“¿Qué fue primero, el huevo o la gallina?” A esta pregunta
clásica se parece esta otra: ¿la inteligencia artificial copia a la natural o es
al revés, comprendemos más la natural debido a la artificial?
Nuestro teléfono inteligente es capaz de reconocer a una
persona o una cosa y darnos información sobre la imagen que capta. ¿Cómo lo
hace? Un buen programador podría decirnos cuántos bits de información ocupa cualquier
ordenador para reconocer una firma, una huella digital, un rostro o un objeto y
con qué tipo de archivos debe comparar su consulta, a fin de darnos una
respuesta. Antes de que funcione la inteligencia artificial, hubo un enorme
trabajo de acumulación de datos.
Al parecer, las dos inteligencias, natural y artificial,
utilizan los mismos elementos: una percepción, un procesador que compara el
nuevo conjunto de datos con otros ya existentes, y un resultado que es “traducción”
subjetiva del mundo. Por ejemplo: el ojo ve ondas luminosas de color anaranjado
que tienen forma redonda, las “traduce”

## Enunciado
Continúa el fragmento sobre la inteligencia natural y la artificial desde el punto en que se interrumpe. Los registros que siguen son material independiente del fragmento.

## Registros

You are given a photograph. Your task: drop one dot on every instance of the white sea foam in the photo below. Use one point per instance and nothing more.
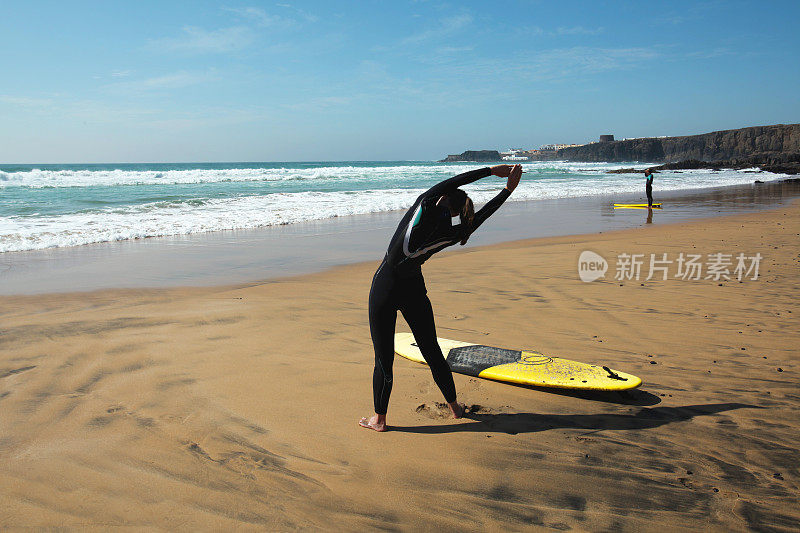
(161, 218)
(348, 174)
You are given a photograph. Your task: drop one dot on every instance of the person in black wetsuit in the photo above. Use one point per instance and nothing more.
(398, 283)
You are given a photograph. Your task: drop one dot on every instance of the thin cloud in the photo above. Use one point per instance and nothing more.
(258, 16)
(308, 17)
(176, 80)
(198, 40)
(25, 101)
(578, 30)
(445, 27)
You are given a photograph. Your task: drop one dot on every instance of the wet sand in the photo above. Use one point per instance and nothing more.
(237, 407)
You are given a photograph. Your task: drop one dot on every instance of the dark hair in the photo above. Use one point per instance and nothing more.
(459, 201)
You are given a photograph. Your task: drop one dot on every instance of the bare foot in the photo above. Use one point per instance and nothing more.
(457, 409)
(376, 422)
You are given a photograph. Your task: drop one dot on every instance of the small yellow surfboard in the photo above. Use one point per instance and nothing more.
(520, 366)
(635, 206)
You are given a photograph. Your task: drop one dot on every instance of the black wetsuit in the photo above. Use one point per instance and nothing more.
(398, 284)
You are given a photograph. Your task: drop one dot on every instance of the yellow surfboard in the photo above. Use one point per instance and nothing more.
(520, 366)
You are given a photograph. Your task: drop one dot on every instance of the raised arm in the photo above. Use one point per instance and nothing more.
(466, 178)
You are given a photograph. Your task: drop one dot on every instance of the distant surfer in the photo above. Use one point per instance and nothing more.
(648, 187)
(398, 283)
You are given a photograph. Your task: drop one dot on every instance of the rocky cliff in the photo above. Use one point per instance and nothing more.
(474, 155)
(774, 144)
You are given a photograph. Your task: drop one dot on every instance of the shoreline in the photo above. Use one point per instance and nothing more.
(246, 256)
(236, 406)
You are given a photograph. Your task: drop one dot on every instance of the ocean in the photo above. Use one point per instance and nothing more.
(49, 206)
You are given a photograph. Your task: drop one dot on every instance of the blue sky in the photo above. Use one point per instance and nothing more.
(362, 80)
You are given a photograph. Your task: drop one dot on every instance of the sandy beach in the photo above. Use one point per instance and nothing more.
(236, 407)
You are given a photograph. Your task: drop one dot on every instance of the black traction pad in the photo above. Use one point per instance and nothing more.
(472, 360)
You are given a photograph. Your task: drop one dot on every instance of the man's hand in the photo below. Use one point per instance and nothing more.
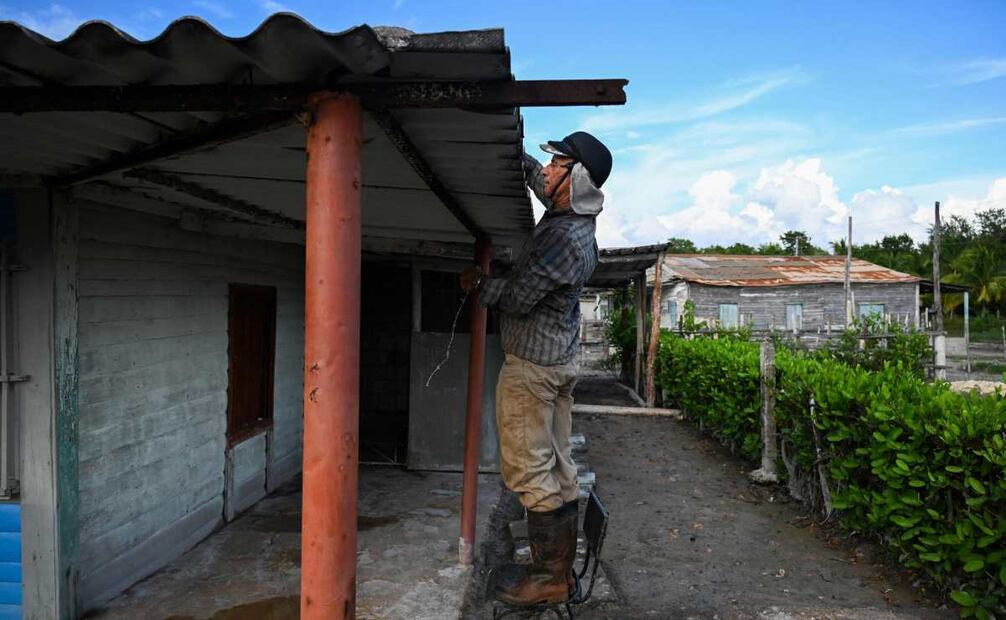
(471, 278)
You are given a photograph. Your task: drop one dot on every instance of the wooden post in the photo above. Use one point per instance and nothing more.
(473, 413)
(651, 355)
(45, 315)
(849, 312)
(640, 323)
(967, 330)
(770, 453)
(940, 338)
(332, 358)
(416, 277)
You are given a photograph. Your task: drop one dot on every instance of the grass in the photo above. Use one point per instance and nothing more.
(983, 328)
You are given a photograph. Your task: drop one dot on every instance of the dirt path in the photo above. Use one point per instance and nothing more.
(690, 537)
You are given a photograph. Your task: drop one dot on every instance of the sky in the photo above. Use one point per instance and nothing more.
(743, 119)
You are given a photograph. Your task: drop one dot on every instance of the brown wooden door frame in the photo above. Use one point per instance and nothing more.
(250, 359)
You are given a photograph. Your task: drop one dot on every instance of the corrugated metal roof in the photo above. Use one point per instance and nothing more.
(766, 271)
(616, 266)
(476, 155)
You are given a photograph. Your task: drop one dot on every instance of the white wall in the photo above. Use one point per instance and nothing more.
(153, 337)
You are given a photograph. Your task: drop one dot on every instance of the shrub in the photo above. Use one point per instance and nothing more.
(914, 465)
(620, 332)
(910, 348)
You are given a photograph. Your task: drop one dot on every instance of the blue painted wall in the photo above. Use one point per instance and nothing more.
(10, 562)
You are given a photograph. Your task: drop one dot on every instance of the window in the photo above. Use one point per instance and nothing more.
(671, 311)
(794, 317)
(728, 315)
(871, 310)
(252, 356)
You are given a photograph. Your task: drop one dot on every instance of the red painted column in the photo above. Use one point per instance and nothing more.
(331, 357)
(473, 415)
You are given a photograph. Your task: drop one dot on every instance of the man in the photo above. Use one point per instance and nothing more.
(538, 303)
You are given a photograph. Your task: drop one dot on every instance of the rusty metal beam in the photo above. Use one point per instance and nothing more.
(401, 141)
(236, 205)
(332, 359)
(473, 414)
(293, 98)
(219, 133)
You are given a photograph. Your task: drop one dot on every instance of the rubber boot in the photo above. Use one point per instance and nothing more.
(549, 578)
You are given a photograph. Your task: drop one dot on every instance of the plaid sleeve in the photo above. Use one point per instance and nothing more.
(553, 264)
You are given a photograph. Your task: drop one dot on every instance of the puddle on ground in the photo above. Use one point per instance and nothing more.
(282, 521)
(279, 608)
(369, 522)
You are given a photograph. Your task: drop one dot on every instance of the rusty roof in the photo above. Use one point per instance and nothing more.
(617, 266)
(475, 154)
(731, 270)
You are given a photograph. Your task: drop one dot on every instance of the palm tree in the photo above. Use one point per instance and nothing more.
(983, 270)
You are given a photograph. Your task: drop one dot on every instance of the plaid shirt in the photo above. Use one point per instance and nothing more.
(539, 299)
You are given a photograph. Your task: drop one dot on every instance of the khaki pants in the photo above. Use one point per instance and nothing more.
(534, 419)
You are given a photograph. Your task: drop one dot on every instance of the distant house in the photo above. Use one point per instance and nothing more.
(791, 293)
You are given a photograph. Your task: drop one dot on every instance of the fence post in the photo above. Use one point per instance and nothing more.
(770, 454)
(819, 461)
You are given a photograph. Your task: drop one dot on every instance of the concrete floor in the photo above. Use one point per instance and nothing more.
(407, 561)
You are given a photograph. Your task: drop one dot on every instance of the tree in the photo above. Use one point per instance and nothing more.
(980, 269)
(773, 250)
(676, 245)
(735, 249)
(992, 223)
(794, 240)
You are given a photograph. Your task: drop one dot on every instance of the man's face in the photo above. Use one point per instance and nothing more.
(557, 180)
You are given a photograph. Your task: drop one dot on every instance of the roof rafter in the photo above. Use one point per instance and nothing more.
(294, 98)
(235, 205)
(221, 132)
(411, 154)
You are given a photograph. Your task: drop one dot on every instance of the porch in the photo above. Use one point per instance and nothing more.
(406, 563)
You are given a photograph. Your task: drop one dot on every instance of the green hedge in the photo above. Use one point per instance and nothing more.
(918, 467)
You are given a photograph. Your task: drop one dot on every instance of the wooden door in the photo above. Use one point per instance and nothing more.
(252, 356)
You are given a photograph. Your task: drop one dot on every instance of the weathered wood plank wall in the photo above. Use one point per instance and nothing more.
(153, 339)
(766, 306)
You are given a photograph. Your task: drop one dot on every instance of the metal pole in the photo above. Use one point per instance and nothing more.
(640, 321)
(651, 379)
(5, 490)
(848, 276)
(940, 338)
(967, 330)
(473, 415)
(770, 453)
(331, 357)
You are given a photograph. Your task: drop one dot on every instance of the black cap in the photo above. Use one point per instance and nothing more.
(585, 149)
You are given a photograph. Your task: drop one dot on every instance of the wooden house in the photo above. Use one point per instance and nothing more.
(195, 311)
(783, 293)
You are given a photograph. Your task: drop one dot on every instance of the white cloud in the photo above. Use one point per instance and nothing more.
(740, 93)
(801, 196)
(877, 212)
(712, 216)
(272, 6)
(54, 21)
(964, 206)
(948, 127)
(975, 70)
(215, 8)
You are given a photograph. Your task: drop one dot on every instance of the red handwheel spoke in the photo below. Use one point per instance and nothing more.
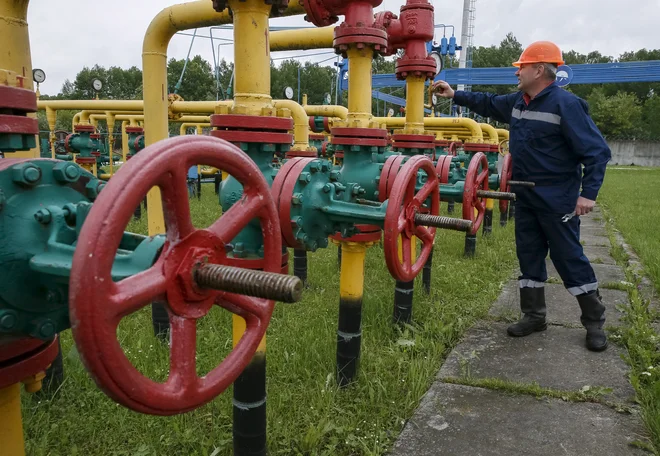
(176, 207)
(237, 217)
(135, 292)
(183, 350)
(260, 308)
(426, 191)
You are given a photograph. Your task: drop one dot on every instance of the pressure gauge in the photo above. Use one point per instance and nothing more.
(38, 75)
(438, 62)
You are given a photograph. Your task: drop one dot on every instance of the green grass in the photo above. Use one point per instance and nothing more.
(307, 413)
(629, 202)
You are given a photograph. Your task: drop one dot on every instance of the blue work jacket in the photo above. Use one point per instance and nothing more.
(550, 137)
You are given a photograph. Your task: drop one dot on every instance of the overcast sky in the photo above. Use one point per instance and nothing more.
(69, 34)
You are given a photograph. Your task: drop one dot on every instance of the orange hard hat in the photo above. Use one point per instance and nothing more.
(541, 52)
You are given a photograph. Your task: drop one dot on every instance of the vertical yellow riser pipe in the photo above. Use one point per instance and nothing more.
(110, 121)
(414, 105)
(252, 97)
(349, 329)
(15, 52)
(124, 140)
(359, 86)
(51, 117)
(11, 424)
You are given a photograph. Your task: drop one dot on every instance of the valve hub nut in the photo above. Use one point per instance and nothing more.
(66, 172)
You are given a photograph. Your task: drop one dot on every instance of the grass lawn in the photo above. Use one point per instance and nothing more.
(630, 201)
(307, 413)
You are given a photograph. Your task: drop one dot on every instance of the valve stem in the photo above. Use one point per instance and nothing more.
(446, 223)
(496, 195)
(259, 284)
(523, 184)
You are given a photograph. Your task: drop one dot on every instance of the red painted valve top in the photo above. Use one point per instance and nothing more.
(410, 32)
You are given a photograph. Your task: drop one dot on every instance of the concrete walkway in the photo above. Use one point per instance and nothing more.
(485, 400)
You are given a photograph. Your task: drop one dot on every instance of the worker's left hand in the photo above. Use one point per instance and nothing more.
(584, 206)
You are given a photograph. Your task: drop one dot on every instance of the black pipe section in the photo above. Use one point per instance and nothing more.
(349, 339)
(249, 425)
(488, 222)
(470, 245)
(504, 217)
(426, 273)
(300, 265)
(403, 296)
(54, 375)
(160, 321)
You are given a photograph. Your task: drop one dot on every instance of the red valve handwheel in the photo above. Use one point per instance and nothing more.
(505, 177)
(403, 204)
(453, 148)
(476, 179)
(388, 175)
(97, 303)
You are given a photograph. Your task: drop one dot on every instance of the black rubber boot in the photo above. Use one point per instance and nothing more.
(593, 319)
(532, 305)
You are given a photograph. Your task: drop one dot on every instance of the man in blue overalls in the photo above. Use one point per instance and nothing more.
(551, 138)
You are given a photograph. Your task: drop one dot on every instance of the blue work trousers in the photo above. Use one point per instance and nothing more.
(539, 231)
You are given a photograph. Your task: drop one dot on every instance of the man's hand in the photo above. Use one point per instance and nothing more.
(584, 206)
(443, 89)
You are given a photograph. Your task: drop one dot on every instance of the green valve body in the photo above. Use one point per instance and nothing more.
(43, 205)
(249, 242)
(362, 166)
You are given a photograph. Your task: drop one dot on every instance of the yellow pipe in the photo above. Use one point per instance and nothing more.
(110, 121)
(251, 71)
(327, 111)
(502, 134)
(415, 105)
(11, 425)
(359, 86)
(92, 105)
(436, 123)
(162, 28)
(300, 124)
(302, 39)
(186, 125)
(15, 54)
(124, 140)
(51, 117)
(489, 131)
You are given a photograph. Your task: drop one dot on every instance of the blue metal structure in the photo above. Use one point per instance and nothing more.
(598, 73)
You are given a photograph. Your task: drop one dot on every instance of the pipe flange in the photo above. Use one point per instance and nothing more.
(346, 35)
(407, 142)
(418, 67)
(476, 147)
(80, 128)
(347, 136)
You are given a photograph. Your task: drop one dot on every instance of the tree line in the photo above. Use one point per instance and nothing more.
(620, 110)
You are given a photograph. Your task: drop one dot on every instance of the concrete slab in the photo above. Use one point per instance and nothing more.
(589, 240)
(604, 272)
(464, 421)
(592, 229)
(555, 358)
(595, 253)
(563, 308)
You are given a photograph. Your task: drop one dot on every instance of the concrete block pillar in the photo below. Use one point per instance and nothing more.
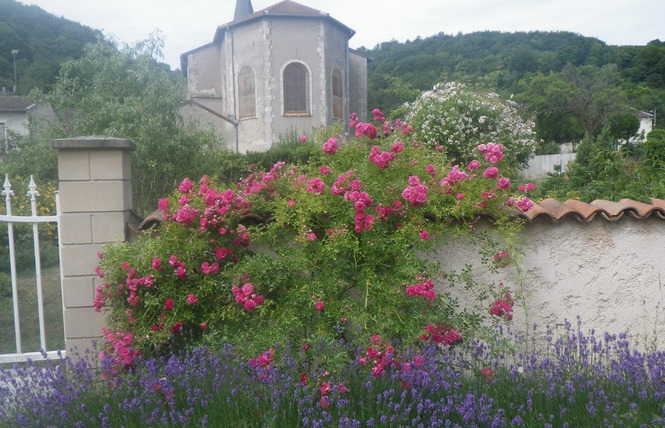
(95, 203)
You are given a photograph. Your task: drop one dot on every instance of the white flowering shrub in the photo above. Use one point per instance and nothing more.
(450, 117)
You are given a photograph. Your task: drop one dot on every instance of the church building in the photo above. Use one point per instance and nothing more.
(286, 68)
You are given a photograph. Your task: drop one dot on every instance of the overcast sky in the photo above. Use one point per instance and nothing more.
(188, 24)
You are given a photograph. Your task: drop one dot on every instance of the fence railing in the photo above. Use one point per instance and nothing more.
(35, 220)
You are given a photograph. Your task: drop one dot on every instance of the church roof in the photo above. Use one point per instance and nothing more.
(286, 8)
(243, 8)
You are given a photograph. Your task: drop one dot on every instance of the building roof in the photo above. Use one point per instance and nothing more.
(243, 8)
(283, 9)
(14, 103)
(551, 209)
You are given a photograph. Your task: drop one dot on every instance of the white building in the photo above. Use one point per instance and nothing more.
(285, 68)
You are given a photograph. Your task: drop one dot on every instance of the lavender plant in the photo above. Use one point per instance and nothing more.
(572, 379)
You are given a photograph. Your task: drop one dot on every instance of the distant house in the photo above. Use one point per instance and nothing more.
(15, 113)
(285, 68)
(646, 123)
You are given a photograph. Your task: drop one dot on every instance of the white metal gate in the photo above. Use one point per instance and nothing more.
(35, 220)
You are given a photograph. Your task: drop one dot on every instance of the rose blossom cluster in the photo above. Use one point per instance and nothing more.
(493, 152)
(379, 158)
(325, 389)
(330, 147)
(503, 307)
(361, 202)
(366, 129)
(385, 211)
(122, 352)
(316, 186)
(246, 297)
(381, 354)
(454, 177)
(415, 192)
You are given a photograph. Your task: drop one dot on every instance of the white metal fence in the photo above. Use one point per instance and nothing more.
(35, 220)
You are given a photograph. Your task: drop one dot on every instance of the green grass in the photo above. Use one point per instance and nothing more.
(27, 294)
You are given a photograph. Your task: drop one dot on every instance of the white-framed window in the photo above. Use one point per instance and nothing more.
(337, 94)
(246, 93)
(296, 89)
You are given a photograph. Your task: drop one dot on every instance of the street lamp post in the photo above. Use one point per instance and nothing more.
(14, 52)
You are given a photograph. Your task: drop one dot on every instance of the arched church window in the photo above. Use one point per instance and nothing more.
(246, 93)
(338, 106)
(296, 89)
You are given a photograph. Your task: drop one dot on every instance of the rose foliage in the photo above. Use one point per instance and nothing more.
(324, 250)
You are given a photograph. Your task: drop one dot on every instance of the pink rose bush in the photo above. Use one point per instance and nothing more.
(318, 250)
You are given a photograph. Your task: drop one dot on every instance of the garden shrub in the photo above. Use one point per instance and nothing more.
(300, 253)
(457, 119)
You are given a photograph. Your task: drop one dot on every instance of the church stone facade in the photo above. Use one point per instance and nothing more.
(285, 68)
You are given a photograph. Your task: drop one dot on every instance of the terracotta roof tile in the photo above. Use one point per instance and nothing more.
(548, 209)
(611, 211)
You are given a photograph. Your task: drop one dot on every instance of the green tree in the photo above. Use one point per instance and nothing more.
(593, 95)
(624, 125)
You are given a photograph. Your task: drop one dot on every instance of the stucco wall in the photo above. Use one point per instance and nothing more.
(611, 274)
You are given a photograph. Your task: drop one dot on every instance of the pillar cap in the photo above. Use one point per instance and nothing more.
(93, 142)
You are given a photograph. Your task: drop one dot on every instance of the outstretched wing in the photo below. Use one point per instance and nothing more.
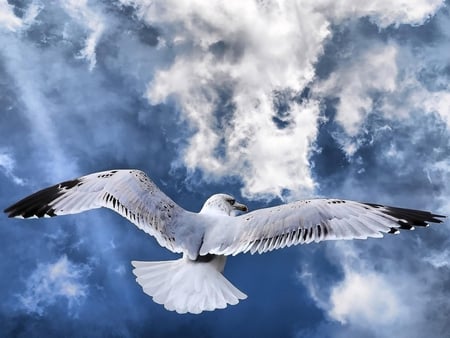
(307, 221)
(128, 192)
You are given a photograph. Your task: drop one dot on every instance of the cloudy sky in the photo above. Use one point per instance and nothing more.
(268, 100)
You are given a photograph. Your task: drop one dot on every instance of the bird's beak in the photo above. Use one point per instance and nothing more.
(241, 207)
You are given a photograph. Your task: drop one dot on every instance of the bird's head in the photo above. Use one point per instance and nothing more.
(222, 204)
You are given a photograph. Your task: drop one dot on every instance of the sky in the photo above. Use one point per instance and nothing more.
(271, 101)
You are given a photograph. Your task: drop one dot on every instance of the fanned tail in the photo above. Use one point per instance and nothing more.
(187, 286)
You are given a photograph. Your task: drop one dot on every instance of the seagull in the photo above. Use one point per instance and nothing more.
(223, 227)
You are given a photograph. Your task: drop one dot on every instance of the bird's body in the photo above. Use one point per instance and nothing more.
(195, 282)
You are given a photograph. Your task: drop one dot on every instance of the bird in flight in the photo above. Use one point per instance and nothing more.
(195, 283)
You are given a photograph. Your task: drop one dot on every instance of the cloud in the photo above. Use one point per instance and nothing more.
(232, 62)
(383, 293)
(381, 12)
(94, 23)
(7, 165)
(50, 283)
(364, 298)
(7, 18)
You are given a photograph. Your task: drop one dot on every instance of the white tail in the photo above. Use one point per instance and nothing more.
(190, 286)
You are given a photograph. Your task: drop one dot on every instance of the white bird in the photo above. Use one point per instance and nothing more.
(194, 283)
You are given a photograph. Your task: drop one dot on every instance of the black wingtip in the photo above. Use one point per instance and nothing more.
(39, 203)
(409, 218)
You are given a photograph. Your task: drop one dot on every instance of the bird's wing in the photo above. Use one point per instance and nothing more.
(128, 192)
(308, 221)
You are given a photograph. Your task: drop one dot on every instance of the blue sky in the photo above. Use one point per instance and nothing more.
(271, 101)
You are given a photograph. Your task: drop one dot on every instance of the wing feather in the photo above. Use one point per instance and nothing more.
(128, 192)
(308, 221)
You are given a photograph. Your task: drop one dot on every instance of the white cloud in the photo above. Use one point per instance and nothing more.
(7, 18)
(255, 49)
(384, 290)
(12, 23)
(363, 298)
(8, 165)
(383, 12)
(439, 259)
(92, 19)
(354, 84)
(51, 282)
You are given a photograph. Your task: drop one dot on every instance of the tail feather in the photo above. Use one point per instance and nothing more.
(187, 286)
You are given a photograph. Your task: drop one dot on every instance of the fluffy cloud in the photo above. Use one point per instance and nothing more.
(381, 294)
(234, 59)
(52, 282)
(7, 165)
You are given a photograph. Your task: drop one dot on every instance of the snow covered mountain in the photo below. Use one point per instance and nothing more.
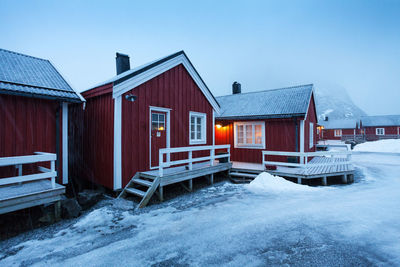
(333, 101)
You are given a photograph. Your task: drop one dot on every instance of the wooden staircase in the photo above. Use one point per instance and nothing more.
(142, 186)
(241, 176)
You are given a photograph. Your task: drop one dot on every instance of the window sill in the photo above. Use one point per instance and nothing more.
(201, 142)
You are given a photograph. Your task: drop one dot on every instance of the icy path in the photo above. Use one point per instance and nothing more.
(358, 224)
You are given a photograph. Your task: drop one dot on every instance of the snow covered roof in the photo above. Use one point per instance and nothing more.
(339, 124)
(384, 120)
(181, 58)
(31, 76)
(276, 103)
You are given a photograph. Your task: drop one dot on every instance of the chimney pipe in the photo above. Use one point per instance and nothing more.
(236, 88)
(122, 63)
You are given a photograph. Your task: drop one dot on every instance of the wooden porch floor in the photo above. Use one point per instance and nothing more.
(20, 196)
(340, 168)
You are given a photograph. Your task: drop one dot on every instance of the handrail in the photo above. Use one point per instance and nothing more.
(190, 160)
(303, 158)
(18, 161)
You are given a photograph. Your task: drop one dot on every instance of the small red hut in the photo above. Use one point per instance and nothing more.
(276, 120)
(130, 117)
(34, 101)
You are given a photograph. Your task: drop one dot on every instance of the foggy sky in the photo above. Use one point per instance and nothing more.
(261, 44)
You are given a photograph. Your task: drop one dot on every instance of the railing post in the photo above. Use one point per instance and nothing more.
(190, 160)
(212, 154)
(160, 164)
(53, 178)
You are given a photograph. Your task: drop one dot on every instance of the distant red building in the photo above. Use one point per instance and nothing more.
(128, 118)
(279, 120)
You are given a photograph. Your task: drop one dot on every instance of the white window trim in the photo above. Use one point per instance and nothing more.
(337, 135)
(255, 146)
(203, 128)
(383, 131)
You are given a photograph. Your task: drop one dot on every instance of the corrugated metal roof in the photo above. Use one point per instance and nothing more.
(276, 103)
(339, 124)
(26, 75)
(384, 120)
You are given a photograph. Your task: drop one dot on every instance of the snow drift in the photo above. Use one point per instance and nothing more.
(268, 183)
(389, 145)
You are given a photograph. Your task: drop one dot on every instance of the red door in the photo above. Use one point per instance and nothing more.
(158, 137)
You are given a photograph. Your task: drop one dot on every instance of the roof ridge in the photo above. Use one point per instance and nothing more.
(268, 90)
(20, 54)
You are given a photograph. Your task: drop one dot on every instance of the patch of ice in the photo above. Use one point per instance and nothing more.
(389, 145)
(268, 183)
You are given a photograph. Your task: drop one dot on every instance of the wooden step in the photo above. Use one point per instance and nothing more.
(135, 191)
(148, 176)
(142, 182)
(242, 174)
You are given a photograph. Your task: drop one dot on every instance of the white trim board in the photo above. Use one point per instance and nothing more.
(168, 137)
(117, 184)
(65, 143)
(145, 76)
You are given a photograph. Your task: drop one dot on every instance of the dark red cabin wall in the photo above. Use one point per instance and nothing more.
(279, 136)
(28, 125)
(95, 137)
(174, 89)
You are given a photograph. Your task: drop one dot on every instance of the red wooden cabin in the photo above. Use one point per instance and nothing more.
(345, 129)
(34, 100)
(276, 120)
(381, 127)
(128, 118)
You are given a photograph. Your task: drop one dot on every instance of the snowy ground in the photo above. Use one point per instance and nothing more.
(235, 225)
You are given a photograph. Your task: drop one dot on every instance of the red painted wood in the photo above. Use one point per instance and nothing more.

## Respuesta
en impulsos nerviosos que van al Sistema Nervioso, éste los compara con todo lo
que ya conoce y determina: es “naranja”, “orange”, “laranja” o lo que haya
aprendido antes, y nunca, leíste
bien, nunca, puede estar totalmente seguro de que lo que percibió es
exactamente lo que está ahí, pues queda un margen para el error. A lo mejor era
una bombilla anaranjada o una zanahoria en forma de bola y no las distinguió
bien. Luego, la persona investiga con otras que le responden “sí, es naranja” y
entonces se siente segura de lo que vio, porque alguien más lo ve igual.
Este procedimiento parece simple y no lo es, porque llega
a elaborar abstracciones sumamente sofisticadas. De él depende la cultura. Un
gran número de personas aprende a percibir de manera similar. Eso basta para
que dicho grupo se crea en posesión de la única verdad objetiva que existe en
el universo, y se comporte en conformidad.
Tomemos como ejemplo la idea de “guerra” entendida como
un grupo de humanos armados que se disponen a matar y vencer a otro grupo de
humanos. A través de la Historia encontramos explicaciones muy dispares de este
comportamiento: “La guerra es un recurso indispensable para obtener la paz”, “a
la guerra se va por lealtad al propio rey (líder, Dios, presidente, etc.), “se
va por patriotismo”, “se va en defensa de la propia dignidad”, “es la mayor
irracionalidad del ser humano”...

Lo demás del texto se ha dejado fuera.